» **DIRECTIVE**:
Rewrite all of the records below, replacing "place a marker on" with "put a dot on" and keeping everything else the same.

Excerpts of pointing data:

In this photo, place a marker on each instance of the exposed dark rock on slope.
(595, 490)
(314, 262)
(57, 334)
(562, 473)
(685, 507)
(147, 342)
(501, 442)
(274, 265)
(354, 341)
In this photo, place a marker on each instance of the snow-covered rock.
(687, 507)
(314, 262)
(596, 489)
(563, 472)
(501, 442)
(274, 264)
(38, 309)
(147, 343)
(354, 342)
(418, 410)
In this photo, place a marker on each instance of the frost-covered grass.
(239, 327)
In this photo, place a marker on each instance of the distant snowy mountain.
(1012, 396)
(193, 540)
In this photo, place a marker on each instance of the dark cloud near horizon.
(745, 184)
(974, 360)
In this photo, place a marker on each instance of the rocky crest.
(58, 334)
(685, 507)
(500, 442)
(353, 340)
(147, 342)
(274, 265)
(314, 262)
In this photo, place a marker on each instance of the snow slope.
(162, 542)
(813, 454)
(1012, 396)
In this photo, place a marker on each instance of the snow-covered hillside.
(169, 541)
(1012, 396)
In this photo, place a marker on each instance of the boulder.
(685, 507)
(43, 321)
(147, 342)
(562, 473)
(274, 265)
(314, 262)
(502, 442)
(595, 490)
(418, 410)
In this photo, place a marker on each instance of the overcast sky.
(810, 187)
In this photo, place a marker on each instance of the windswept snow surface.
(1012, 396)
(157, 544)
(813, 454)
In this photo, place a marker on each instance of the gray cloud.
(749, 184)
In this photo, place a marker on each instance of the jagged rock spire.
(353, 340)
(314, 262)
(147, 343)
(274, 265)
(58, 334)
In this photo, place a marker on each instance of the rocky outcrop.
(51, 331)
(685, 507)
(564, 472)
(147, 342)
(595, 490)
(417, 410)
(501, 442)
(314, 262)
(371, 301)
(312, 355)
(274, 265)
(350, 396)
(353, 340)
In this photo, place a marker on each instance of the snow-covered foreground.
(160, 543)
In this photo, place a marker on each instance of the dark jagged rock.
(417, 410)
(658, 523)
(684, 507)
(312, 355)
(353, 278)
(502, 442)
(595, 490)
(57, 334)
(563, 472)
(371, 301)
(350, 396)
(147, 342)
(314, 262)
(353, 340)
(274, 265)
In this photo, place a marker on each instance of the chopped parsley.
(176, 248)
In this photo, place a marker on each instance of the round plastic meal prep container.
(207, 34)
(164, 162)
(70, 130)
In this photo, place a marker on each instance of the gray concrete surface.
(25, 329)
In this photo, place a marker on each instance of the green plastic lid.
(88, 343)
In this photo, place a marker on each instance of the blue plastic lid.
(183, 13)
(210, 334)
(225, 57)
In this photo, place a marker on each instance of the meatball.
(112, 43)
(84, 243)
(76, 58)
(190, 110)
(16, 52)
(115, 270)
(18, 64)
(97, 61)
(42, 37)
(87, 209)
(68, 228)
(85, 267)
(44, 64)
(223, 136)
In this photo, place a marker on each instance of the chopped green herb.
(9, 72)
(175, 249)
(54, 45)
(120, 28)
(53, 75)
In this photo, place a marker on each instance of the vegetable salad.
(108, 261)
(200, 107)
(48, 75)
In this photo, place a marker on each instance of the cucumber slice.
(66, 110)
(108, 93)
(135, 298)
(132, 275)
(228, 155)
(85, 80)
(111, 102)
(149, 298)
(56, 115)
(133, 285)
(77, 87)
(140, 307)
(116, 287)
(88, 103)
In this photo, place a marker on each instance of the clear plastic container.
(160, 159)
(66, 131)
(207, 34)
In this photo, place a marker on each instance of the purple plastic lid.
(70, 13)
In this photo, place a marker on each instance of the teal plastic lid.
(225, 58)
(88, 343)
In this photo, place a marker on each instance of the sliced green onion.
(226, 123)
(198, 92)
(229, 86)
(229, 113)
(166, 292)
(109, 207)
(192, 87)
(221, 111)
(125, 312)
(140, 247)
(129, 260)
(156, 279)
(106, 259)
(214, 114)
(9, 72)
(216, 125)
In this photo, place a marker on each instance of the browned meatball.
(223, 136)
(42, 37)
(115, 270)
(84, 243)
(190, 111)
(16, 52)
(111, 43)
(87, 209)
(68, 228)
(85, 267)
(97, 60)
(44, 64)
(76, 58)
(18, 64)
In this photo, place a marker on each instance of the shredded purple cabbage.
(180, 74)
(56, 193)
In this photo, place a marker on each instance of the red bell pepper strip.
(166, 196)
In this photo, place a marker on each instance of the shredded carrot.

» **THE SOLUTION**:
In this photo, put a dot on each instance of the exposed dark rock on slope.
(595, 490)
(314, 262)
(57, 334)
(562, 473)
(685, 507)
(147, 342)
(501, 442)
(274, 265)
(354, 341)
In this photo, put a dot on each instance of the snow-covered rock.
(687, 507)
(314, 262)
(596, 489)
(563, 472)
(501, 442)
(274, 264)
(38, 309)
(147, 343)
(354, 342)
(418, 410)
In this photo, put a dot on each instance of the frost-covered grass.
(239, 327)
In this photo, put a dot on each instance of the distant snowy mountain.
(1012, 396)
(193, 540)
In this photo, put a dot on each instance of the dark cloud near horizon.
(745, 184)
(974, 360)
In this photo, put a dot on each instance of the rocky crest.
(58, 334)
(685, 507)
(500, 442)
(353, 340)
(147, 342)
(274, 265)
(314, 262)
In this photo, put a dot on each instance of the snow slope.
(162, 542)
(813, 454)
(1012, 396)
In this photo, put a dot on each instance of the snow-covered hillside.
(169, 541)
(1012, 396)
In this photo, put a dot on each instance of the boulder.
(685, 507)
(43, 321)
(147, 342)
(562, 473)
(274, 265)
(314, 262)
(502, 442)
(595, 490)
(418, 410)
In this photo, put a dot on each instance of the overcast sky.
(810, 187)
In this photo, put a dot on each instance of the windswept snow surface.
(1012, 396)
(157, 544)
(813, 454)
In this photo, put a dot on each instance of the gray cloud.
(749, 184)
In this photo, put a dot on each instance of the jagged rock spire.
(353, 340)
(314, 262)
(147, 343)
(274, 265)
(58, 334)
In this photo, put a dot on each instance of the rocky outcrop.
(51, 331)
(685, 507)
(564, 472)
(147, 342)
(595, 490)
(417, 410)
(501, 442)
(314, 262)
(371, 301)
(312, 355)
(274, 265)
(350, 396)
(353, 340)
In this photo, put a dot on each instance of the snow-covered foreground.
(160, 543)
In this photo, put a dot on each instance of the dark jagged rock.
(417, 410)
(658, 523)
(684, 507)
(312, 355)
(353, 278)
(502, 442)
(595, 490)
(57, 334)
(563, 472)
(371, 301)
(350, 396)
(147, 342)
(314, 262)
(353, 340)
(274, 265)
In this photo, put a dot on each instance of the chopped parsley.
(176, 248)
In this photo, put a dot on each instance of the round plastic meal prep container.
(207, 34)
(164, 162)
(70, 130)
In this photo, put a dot on each instance of the gray concrete surface.
(25, 329)
In this photo, put a dot on each instance of the green plastic lid.
(88, 343)
In this photo, put a dot on each instance of the blue plastic lid.
(183, 13)
(210, 334)
(225, 57)
In this photo, put a dot on each instance of the meatball.
(112, 43)
(84, 243)
(76, 58)
(190, 110)
(16, 52)
(115, 270)
(18, 64)
(97, 61)
(42, 37)
(87, 209)
(68, 228)
(85, 267)
(44, 64)
(223, 136)
In this photo, put a dot on each instance of the chopped green herb.
(9, 72)
(175, 249)
(54, 45)
(120, 28)
(53, 75)
In this photo, put a dot on each instance of the vegetable salad.
(108, 261)
(200, 107)
(48, 75)
In this photo, put a dot on each instance of the cucumber slice.
(66, 110)
(108, 93)
(135, 298)
(132, 275)
(228, 155)
(85, 80)
(111, 102)
(149, 298)
(56, 115)
(133, 285)
(77, 87)
(140, 307)
(116, 287)
(88, 103)
In this photo, put a dot on each instance of the clear plastic container.
(160, 159)
(66, 131)
(207, 34)
In this photo, put a dot on each instance of the purple plastic lid.
(70, 13)
In this photo, put a dot on each instance of the teal plastic lid.
(225, 58)
(88, 343)
In this photo, put a dot on each instance of the sliced green onion.
(226, 123)
(198, 92)
(229, 86)
(229, 113)
(166, 292)
(109, 207)
(192, 87)
(221, 111)
(125, 312)
(140, 247)
(129, 260)
(156, 279)
(106, 259)
(214, 114)
(9, 72)
(216, 125)
In this photo, put a dot on each instance of the browned meatball.
(223, 136)
(42, 37)
(115, 270)
(84, 243)
(190, 111)
(16, 52)
(111, 43)
(87, 209)
(68, 228)
(85, 267)
(97, 60)
(44, 64)
(76, 58)
(18, 64)
In this photo, put a dot on each instance of the shredded purple cabbage.
(180, 74)
(56, 193)
In this photo, put a dot on each instance of the red bell pepper strip.
(166, 196)
In this photo, put a dot on each instance of the shredded carrot.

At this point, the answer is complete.